• [RECORDS SUPPLIED]:
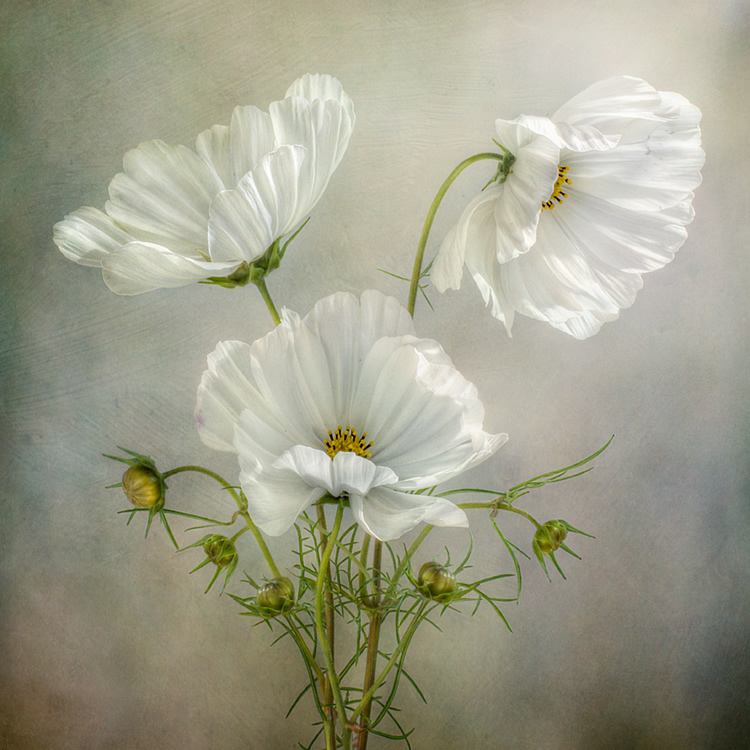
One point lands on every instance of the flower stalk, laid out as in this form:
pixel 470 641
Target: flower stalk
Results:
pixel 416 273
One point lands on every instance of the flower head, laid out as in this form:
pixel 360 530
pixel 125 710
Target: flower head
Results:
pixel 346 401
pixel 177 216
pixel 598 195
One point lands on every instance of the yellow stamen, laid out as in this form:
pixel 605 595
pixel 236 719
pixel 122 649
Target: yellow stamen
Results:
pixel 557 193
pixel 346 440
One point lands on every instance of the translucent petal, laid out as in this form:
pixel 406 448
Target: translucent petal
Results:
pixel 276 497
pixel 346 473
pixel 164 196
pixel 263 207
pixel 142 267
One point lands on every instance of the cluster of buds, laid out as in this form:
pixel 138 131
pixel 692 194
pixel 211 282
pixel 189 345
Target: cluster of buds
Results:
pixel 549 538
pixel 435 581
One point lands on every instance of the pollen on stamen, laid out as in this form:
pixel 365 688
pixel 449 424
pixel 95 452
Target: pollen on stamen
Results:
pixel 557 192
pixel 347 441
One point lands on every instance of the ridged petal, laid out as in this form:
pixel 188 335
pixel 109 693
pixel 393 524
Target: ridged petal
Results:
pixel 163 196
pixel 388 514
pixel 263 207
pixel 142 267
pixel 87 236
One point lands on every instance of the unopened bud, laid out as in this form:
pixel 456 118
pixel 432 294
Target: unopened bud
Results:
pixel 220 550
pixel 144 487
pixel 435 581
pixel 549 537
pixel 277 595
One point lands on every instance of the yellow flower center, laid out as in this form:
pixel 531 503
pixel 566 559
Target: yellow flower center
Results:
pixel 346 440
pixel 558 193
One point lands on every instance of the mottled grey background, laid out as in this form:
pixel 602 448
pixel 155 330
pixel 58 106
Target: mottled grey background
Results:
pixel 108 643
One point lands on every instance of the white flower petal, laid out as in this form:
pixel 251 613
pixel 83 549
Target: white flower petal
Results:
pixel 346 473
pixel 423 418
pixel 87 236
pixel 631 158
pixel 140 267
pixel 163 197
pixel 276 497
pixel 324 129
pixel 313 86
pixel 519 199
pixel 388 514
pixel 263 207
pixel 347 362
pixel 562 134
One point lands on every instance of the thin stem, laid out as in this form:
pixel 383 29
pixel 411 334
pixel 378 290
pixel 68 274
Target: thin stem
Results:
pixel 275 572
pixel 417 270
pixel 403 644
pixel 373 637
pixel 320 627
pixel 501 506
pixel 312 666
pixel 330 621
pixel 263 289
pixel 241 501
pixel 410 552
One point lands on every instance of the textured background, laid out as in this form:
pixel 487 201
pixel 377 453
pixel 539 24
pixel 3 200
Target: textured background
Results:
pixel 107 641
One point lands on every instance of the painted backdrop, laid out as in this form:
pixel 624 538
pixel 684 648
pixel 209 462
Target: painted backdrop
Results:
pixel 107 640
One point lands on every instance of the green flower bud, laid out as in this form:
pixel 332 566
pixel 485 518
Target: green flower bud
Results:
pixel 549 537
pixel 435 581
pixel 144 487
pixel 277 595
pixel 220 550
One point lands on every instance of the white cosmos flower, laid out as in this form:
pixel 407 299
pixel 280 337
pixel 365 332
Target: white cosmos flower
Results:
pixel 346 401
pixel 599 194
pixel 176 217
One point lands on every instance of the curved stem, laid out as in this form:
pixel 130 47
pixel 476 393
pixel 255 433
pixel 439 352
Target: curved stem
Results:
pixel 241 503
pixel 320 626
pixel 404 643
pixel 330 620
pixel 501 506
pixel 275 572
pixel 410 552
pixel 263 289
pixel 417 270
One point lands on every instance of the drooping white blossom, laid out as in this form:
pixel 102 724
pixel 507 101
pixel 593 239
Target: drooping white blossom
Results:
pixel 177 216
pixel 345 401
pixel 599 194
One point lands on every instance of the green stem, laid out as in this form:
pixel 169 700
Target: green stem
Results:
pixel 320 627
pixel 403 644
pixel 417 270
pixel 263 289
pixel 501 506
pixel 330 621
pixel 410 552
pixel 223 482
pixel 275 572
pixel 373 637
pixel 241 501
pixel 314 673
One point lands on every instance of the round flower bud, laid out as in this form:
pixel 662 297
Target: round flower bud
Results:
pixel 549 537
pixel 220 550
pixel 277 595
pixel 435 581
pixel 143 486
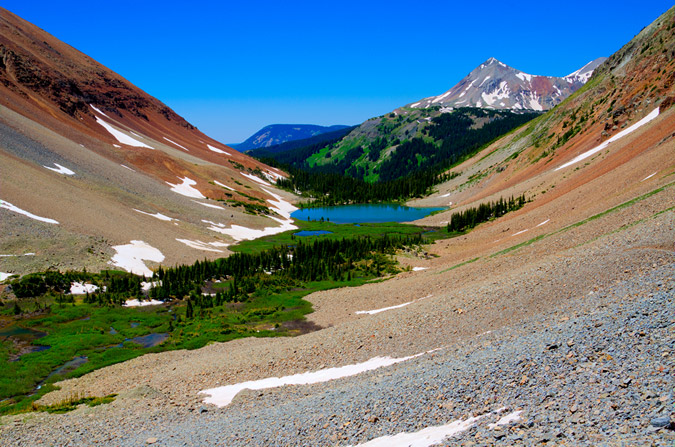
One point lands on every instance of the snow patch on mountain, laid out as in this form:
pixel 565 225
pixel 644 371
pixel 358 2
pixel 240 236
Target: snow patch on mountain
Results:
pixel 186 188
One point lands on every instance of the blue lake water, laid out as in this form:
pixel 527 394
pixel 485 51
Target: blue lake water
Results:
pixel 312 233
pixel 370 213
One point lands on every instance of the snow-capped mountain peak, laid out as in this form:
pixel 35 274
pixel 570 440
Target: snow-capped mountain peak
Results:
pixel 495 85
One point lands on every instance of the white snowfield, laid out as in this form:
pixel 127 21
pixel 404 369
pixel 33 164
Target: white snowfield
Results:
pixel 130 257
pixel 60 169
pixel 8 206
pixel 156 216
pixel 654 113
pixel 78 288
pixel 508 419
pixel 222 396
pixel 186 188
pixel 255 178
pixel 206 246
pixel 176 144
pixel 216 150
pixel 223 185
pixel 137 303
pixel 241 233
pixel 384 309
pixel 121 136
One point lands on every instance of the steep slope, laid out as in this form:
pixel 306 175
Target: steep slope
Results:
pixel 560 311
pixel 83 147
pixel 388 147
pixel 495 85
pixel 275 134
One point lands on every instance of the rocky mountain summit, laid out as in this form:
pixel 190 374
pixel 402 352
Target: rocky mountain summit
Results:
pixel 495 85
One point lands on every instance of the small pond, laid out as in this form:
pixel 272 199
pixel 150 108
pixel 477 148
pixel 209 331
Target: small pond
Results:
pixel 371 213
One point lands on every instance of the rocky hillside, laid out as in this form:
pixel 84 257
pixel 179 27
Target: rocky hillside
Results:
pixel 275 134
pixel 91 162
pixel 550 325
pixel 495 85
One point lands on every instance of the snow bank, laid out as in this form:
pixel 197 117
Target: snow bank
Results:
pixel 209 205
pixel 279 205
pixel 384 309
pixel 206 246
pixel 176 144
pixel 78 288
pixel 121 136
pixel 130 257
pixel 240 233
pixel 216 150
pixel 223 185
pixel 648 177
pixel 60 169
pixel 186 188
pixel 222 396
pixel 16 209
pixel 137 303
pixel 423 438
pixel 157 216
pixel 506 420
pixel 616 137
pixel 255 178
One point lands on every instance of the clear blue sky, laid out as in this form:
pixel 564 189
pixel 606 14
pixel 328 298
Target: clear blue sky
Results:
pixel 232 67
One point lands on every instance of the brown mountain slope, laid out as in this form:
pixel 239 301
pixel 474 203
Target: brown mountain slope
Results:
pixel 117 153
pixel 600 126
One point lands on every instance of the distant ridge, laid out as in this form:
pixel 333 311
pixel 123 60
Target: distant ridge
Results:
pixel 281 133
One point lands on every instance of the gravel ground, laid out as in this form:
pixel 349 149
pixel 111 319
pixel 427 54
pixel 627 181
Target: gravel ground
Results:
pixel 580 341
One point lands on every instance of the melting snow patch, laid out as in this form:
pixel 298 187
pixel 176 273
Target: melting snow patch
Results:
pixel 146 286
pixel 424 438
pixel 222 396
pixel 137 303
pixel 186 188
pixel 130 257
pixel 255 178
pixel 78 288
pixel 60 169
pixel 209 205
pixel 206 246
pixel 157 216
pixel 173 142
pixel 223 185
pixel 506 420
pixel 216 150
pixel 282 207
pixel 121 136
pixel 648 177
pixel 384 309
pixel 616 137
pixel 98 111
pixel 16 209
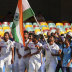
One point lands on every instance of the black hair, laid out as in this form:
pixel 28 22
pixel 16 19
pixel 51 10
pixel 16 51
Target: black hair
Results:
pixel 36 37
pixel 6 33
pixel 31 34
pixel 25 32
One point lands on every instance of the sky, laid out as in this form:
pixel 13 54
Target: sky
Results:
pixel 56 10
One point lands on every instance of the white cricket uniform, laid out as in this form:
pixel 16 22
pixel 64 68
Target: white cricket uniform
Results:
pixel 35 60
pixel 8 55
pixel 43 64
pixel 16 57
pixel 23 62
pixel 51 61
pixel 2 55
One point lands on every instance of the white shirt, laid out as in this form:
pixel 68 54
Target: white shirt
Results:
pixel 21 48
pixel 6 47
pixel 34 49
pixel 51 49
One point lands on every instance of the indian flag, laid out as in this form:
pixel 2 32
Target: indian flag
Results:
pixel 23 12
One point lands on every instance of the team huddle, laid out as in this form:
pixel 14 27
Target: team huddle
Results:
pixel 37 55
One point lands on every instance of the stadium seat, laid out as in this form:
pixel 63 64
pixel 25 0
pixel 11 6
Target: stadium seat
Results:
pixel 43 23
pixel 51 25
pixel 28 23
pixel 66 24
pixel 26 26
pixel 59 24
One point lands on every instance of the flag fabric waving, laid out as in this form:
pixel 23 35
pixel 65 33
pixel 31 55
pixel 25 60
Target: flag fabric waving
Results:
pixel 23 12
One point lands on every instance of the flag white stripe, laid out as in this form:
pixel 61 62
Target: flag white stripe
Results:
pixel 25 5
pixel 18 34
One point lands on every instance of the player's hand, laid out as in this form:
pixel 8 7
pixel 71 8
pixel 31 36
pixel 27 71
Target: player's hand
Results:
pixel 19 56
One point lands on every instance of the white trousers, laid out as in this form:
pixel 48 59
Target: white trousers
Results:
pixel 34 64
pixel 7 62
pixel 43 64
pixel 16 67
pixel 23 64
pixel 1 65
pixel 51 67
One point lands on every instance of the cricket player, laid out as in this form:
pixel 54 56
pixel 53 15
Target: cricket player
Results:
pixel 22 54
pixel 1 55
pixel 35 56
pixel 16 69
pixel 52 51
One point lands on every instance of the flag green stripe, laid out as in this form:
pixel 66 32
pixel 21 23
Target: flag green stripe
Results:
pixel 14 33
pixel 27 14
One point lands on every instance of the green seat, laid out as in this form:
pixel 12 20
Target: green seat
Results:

• [HOW TO COMPLETE THIS TASK]:
Apply a filter for "gravel" to the entries and show each line that passes.

• [SOLUTION FOR THIS TASK]:
One point lands on every instance of the gravel ground, laid out as in this form:
Target: gravel ground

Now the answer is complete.